▶ **Records shown**
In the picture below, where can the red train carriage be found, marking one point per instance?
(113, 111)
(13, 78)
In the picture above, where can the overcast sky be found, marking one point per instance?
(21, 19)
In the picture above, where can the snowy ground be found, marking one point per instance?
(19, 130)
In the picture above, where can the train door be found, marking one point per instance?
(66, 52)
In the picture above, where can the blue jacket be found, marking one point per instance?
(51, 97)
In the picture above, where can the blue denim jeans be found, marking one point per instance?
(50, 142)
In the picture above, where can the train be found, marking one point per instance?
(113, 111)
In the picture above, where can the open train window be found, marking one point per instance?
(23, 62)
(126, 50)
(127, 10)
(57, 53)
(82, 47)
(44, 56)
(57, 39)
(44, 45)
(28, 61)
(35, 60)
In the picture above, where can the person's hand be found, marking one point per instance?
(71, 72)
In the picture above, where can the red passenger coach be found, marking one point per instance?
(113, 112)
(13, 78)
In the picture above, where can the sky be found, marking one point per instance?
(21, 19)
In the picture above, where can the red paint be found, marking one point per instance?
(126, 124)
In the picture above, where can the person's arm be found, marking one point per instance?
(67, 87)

---

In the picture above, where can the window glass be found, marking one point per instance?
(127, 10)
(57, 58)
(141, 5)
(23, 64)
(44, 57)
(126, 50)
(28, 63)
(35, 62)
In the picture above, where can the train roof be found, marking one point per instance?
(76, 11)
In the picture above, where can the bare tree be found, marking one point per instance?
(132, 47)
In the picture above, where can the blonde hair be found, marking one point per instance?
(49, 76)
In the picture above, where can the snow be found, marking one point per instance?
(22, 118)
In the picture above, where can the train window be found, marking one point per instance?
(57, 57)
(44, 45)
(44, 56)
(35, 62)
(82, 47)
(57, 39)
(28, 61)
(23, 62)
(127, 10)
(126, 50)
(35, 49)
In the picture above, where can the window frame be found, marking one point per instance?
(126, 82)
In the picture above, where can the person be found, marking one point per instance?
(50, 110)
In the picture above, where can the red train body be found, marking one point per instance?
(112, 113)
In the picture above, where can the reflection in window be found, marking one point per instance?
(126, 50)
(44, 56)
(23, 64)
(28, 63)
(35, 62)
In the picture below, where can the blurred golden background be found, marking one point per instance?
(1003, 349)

▶ **What the exercise asks**
Reproduce the listing from the line containing "In the picture above, where can the red train" through the line containing "(1003, 349)", inclusive, substituting "window reflection" for "reflection in window" and leaving everything else unchanged. Return only those lines.

▶ **Task result**
In the picture above, where can the red train body be found, marking one point per instance?
(112, 113)
In the picture above, where can the window reflection be found, marking one point per instance?
(126, 50)
(44, 56)
(23, 64)
(28, 63)
(35, 62)
In the picture below, where can the blurred golden background be found, marking one point per instance?
(1003, 349)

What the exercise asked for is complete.